---------- DATA TO USE

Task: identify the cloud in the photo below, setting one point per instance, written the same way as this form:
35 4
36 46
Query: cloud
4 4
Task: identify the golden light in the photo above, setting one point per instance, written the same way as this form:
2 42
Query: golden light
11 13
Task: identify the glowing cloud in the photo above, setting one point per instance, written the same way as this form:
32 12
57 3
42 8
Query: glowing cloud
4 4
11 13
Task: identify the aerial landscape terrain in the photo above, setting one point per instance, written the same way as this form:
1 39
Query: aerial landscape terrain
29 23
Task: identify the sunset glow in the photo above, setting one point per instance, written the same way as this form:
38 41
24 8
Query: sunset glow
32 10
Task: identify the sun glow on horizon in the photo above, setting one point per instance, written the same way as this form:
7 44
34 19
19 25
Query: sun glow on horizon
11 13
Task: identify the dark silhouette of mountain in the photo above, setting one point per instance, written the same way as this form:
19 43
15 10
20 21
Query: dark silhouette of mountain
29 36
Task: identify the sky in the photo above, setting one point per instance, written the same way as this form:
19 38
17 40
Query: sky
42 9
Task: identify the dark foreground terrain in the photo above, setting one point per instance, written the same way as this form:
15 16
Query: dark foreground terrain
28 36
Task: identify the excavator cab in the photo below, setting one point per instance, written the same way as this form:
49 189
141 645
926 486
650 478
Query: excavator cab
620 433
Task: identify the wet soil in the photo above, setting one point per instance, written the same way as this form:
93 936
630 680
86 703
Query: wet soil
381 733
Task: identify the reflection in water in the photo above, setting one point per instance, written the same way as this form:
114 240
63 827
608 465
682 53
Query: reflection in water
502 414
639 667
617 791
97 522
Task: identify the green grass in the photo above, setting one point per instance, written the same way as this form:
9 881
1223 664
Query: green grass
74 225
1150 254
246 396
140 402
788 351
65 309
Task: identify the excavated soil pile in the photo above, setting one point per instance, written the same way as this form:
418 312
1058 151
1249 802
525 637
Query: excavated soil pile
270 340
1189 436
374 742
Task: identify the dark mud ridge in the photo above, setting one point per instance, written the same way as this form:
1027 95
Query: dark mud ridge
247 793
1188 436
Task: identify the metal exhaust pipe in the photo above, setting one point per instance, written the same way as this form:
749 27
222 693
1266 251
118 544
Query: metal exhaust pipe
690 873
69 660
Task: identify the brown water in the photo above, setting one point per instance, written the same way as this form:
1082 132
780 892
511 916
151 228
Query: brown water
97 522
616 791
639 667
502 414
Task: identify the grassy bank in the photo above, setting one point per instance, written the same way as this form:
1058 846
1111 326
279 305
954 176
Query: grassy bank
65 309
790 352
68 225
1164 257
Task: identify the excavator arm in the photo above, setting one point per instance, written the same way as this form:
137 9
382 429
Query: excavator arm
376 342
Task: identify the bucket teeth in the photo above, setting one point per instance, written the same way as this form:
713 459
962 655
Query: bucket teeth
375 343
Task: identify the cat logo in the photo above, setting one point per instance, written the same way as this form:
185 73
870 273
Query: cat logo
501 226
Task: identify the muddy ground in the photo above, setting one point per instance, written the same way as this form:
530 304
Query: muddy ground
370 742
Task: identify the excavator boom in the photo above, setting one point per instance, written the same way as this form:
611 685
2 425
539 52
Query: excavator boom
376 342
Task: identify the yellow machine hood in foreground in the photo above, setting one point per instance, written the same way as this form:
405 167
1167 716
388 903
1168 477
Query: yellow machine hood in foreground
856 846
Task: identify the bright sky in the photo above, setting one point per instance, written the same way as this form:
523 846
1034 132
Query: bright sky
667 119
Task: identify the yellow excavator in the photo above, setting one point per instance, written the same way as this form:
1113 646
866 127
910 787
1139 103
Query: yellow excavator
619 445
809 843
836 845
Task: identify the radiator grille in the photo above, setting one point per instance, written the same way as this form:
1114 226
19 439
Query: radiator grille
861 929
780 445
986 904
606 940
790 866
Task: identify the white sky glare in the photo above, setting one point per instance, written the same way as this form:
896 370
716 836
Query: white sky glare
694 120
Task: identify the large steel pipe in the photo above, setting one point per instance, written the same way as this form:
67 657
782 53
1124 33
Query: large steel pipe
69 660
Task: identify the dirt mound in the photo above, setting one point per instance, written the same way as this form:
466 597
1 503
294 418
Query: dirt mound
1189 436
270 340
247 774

--------------------

▸ GIVEN INSTRUCTION: Repeat only the stretch of lines that opens with the line containing "Task: identify the muddy" and closes with the final line of the entries, both included, exactly as written.

▸ CORRECT RESULT:
Task: identify the muddy ground in the photo above, setting one point per instance, written the same way as this form:
530 304
Query: muddy ground
370 742
Task: identify the excavator boom in the photo above, setting one point per instance, written the same way as this form:
611 685
2 425
539 52
Query: excavator boom
376 342
Task: identify the yellow machine hood in foreground in the photo above, setting one point per instance, written the same way as this form:
405 167
1167 716
388 903
1168 477
Query: yellow machine hood in foreground
856 846
Task: identify the bright sky in the photo above, setting one point per instance, written the same way as this form:
523 846
1034 132
Query: bright sky
667 119
Task: identify the yellow excavator in the photo above, setting one point per instance, written the same way as this form:
1113 646
866 127
910 787
1139 103
Query: yellow excavator
619 445
809 843
836 845
Task: identify the radiator grille in the photo above, setting one point per instance, written the same way as this form:
1114 226
19 439
Query: radiator grille
861 929
780 445
986 904
606 940
790 866
Task: identify the white sky glare in the photo above, setting one point per instance, written the same way as this form:
896 370
716 836
Query: white sky glare
694 120
Task: identify the large steel pipe in the photo above, setting one point per instance, written the same way as this form:
67 657
782 53
1124 33
Query: large steel pipe
69 660
Task: identify the dirt mound in the photo above, setting one point per instance, written the same way as this form:
466 597
1 503
294 418
Query: dirt mound
1189 436
270 340
247 774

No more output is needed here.